┏━━

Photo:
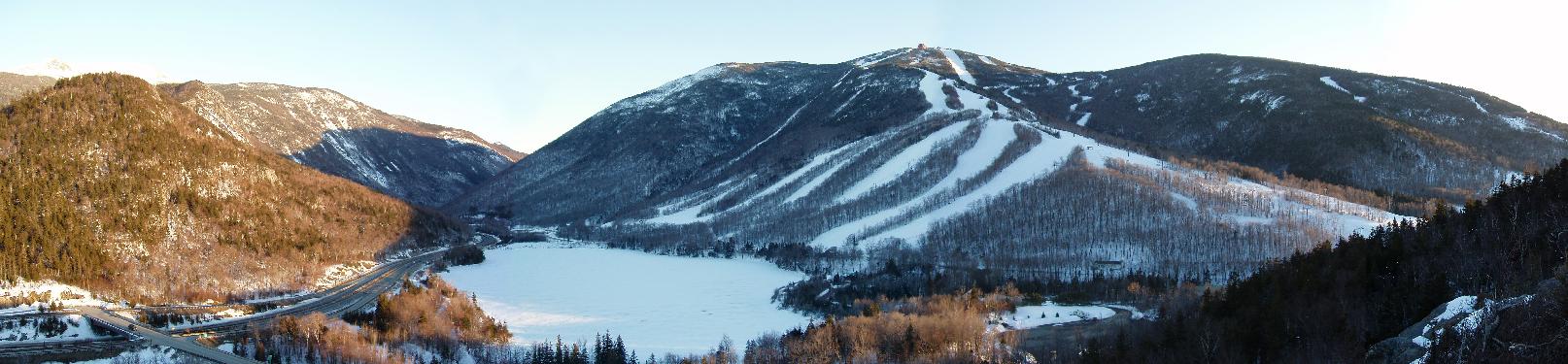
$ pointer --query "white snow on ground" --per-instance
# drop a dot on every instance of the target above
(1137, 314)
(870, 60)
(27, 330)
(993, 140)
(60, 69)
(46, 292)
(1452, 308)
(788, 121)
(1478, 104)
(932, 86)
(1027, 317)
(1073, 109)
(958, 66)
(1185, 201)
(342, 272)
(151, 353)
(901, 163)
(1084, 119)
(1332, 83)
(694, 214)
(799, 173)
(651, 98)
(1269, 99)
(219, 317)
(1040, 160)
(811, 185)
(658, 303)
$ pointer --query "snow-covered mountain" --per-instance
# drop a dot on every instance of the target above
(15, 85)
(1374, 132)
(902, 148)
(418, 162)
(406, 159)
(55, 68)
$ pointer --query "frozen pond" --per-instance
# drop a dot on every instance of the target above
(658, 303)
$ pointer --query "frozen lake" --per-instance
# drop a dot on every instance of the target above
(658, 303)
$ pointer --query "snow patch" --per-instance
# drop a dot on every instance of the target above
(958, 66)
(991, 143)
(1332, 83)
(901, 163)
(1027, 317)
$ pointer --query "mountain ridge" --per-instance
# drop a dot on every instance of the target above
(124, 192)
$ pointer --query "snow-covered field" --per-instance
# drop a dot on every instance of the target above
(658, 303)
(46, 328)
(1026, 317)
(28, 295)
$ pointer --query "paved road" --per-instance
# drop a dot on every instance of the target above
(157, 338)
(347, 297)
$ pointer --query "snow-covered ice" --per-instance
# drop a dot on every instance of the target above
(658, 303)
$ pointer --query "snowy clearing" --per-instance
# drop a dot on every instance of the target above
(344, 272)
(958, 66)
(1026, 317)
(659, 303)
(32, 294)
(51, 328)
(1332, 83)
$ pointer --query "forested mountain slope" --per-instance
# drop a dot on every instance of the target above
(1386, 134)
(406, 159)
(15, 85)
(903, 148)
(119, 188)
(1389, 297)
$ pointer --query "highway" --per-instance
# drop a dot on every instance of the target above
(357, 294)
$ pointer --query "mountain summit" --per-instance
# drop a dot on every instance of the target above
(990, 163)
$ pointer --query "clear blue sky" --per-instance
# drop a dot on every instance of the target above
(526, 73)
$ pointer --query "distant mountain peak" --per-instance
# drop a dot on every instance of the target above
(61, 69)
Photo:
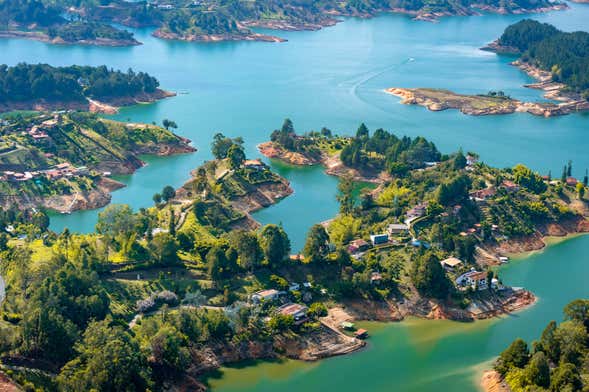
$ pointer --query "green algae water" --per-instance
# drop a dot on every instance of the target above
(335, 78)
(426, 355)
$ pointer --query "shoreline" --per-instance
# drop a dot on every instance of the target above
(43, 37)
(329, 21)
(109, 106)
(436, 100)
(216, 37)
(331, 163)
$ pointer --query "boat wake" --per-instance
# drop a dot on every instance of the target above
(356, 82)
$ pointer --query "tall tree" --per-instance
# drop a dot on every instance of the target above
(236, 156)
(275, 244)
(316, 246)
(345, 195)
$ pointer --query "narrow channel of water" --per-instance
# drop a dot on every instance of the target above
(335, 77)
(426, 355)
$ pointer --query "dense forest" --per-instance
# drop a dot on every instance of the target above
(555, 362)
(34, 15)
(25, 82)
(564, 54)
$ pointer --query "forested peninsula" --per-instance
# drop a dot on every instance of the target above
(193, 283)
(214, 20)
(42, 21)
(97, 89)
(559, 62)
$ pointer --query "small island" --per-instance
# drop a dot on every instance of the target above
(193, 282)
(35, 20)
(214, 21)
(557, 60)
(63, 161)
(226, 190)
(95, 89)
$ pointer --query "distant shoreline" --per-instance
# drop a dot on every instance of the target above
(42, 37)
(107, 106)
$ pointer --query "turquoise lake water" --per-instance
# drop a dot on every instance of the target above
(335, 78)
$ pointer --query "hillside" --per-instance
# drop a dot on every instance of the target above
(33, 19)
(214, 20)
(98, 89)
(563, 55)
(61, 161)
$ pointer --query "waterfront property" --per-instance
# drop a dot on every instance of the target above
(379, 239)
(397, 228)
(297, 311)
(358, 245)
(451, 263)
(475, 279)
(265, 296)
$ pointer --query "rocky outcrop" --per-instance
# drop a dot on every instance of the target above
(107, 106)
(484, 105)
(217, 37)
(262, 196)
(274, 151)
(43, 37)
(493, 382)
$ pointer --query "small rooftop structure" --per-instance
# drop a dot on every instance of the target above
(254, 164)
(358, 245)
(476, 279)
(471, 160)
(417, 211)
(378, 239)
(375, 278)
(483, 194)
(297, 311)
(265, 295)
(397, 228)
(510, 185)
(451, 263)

┗━━

**Work item**
Where a line in the entries holds "distant", copy that line.

**Solution to this exercise**
$ pointer --query "distant mountain peak" --per-instance
$ pointer --query "distant shoreline" --per-instance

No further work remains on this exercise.